> **Direction A**: Copy the rows below without any changes, beginning with the first row and ending with the line that contains "<point>405,222</point>", including both of those lines.

> **Excerpt**:
The last words my grandfather said to me were, “To be, or not to be. That is the question.” Which is Shakespeare of course. Anyone who knew my Pa wouldn’t be surprised by this one bit. Pa loved to recite poetry and literature, he had rows and rows of book shelves in his basement, all overflowing with book after book. It seemed like a secret library when I was little. I’d pretend I was in a book about a secret place, like Indiana Jones looking for the X on the floor, or the clue in an ancient script, as I thumbed through the old books. And the smell… well who didn’t love the smell of old books?

Some people get rid of books after they read them, but I’ve never been able to. Borrow them out? Sure. Donate or trash? Nope. I’m sure this is an inherited trait and that one day I’ll end up on an episode of Hoarders, but I can’t help it. Every book leaves a little impression on me, there’s always a word or phrase that might cling to me. What if I needed to find it again? What if I wanted to revisit a time or place later on after I had a new understanding of the subject matter?

> **Direction B**: According to the passage about a grandfather's books, why does the narrator keep books instead of donating or throwing them away?

> **Entries provided**:
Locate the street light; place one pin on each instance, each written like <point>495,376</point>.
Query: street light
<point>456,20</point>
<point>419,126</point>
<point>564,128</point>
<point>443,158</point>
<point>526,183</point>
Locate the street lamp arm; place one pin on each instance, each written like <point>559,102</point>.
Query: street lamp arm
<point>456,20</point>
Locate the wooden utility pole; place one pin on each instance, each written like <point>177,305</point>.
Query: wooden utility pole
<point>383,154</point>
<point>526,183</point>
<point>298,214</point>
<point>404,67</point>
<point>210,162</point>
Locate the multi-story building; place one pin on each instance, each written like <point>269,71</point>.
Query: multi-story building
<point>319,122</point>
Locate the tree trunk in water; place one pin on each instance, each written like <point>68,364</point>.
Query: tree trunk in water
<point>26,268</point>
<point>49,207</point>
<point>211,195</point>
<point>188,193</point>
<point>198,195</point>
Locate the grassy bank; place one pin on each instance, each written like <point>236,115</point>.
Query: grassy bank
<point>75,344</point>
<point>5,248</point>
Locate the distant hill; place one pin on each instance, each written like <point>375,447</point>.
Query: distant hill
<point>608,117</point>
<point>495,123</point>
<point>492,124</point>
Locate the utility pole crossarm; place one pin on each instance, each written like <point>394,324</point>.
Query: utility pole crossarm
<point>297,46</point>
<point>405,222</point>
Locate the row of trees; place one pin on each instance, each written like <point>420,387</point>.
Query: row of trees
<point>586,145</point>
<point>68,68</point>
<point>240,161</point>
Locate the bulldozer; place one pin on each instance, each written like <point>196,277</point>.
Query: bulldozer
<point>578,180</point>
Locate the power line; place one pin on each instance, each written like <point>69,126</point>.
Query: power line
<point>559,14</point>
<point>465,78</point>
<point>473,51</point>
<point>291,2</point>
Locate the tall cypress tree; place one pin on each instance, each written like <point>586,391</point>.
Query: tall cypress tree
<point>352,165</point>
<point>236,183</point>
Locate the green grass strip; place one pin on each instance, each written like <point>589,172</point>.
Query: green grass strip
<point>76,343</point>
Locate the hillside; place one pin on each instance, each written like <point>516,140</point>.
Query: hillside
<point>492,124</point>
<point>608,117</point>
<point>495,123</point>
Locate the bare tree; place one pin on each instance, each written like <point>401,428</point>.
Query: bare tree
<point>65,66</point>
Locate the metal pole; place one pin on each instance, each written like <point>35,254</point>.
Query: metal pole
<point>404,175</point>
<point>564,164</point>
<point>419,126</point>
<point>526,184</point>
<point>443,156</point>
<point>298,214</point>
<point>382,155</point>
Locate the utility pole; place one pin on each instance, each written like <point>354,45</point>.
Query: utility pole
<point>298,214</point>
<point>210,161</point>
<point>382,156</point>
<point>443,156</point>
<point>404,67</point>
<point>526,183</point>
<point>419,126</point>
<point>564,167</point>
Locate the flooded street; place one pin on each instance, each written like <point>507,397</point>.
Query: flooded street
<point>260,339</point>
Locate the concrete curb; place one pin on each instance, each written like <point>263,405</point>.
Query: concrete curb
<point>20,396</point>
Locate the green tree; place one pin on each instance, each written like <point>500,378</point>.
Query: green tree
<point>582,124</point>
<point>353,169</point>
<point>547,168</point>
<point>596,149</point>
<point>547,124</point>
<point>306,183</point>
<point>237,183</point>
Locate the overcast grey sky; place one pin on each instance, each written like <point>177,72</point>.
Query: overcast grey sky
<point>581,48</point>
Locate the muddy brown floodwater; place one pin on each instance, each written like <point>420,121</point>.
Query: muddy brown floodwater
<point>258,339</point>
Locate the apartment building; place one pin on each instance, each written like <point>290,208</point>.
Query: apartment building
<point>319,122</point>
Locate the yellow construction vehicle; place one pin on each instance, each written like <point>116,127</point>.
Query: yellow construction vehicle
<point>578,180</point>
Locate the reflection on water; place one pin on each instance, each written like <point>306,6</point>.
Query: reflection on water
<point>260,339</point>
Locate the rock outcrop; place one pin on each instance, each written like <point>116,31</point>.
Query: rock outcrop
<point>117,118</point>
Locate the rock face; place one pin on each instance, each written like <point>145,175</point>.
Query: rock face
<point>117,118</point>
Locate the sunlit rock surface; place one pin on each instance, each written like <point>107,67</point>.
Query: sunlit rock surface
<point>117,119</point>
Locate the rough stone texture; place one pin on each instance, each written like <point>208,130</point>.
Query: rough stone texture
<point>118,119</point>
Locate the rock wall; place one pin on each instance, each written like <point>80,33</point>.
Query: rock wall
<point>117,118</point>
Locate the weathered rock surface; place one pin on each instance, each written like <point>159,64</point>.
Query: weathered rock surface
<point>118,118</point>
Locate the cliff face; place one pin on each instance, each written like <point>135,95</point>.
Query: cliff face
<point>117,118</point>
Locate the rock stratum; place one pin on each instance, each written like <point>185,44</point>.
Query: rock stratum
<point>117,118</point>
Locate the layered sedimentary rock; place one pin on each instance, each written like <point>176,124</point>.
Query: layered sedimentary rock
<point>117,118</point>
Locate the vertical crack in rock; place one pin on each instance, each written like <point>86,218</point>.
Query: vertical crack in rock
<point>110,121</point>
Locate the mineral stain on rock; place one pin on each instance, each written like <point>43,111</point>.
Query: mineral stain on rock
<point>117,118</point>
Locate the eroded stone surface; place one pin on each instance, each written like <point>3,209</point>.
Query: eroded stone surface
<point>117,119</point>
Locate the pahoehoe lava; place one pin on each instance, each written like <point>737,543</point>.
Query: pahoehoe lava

> **Task result A**:
Locate the street light; place one pin on each instance, each written like <point>495,376</point>.
Query: street light
<point>456,20</point>
<point>419,126</point>
<point>564,128</point>
<point>443,158</point>
<point>526,183</point>
Locate the street lamp arm; place one pin on each instance, each written like <point>559,102</point>.
Query: street lamp arm
<point>456,20</point>
Locate the wooden utility pole; place one pin on each instance, each written like <point>177,305</point>.
Query: wooden utility pole
<point>383,154</point>
<point>526,183</point>
<point>298,214</point>
<point>404,67</point>
<point>210,162</point>
Locate the multi-story building; place one pin on each instance, each written like <point>269,71</point>.
Query: multi-story building
<point>319,122</point>
Locate the tree trunk in water; place one pin on each instance, each written like <point>68,364</point>.
Query: tree trunk in water
<point>26,268</point>
<point>49,207</point>
<point>211,195</point>
<point>188,193</point>
<point>198,195</point>
Locate the grassy bank; place one pin on each instance, each written like <point>236,115</point>.
Query: grassy bank
<point>75,344</point>
<point>5,248</point>
Locate the distant hill; place one pin on each instance, each written like <point>375,447</point>.
Query: distant hill
<point>608,117</point>
<point>495,123</point>
<point>492,124</point>
Locate the utility pole crossarm; place one pin on each instance, each written like <point>394,324</point>.
Query: utility pole crossarm
<point>297,46</point>
<point>405,222</point>

> **Task result B**: Every book leaves an impression, often a word or phrase that stays with the narrator. The narrator keeps them in case there's a need to find that passage again, or to revisit a time or place later with a new understanding of the subject. The narrator also suspects the habit is inherited.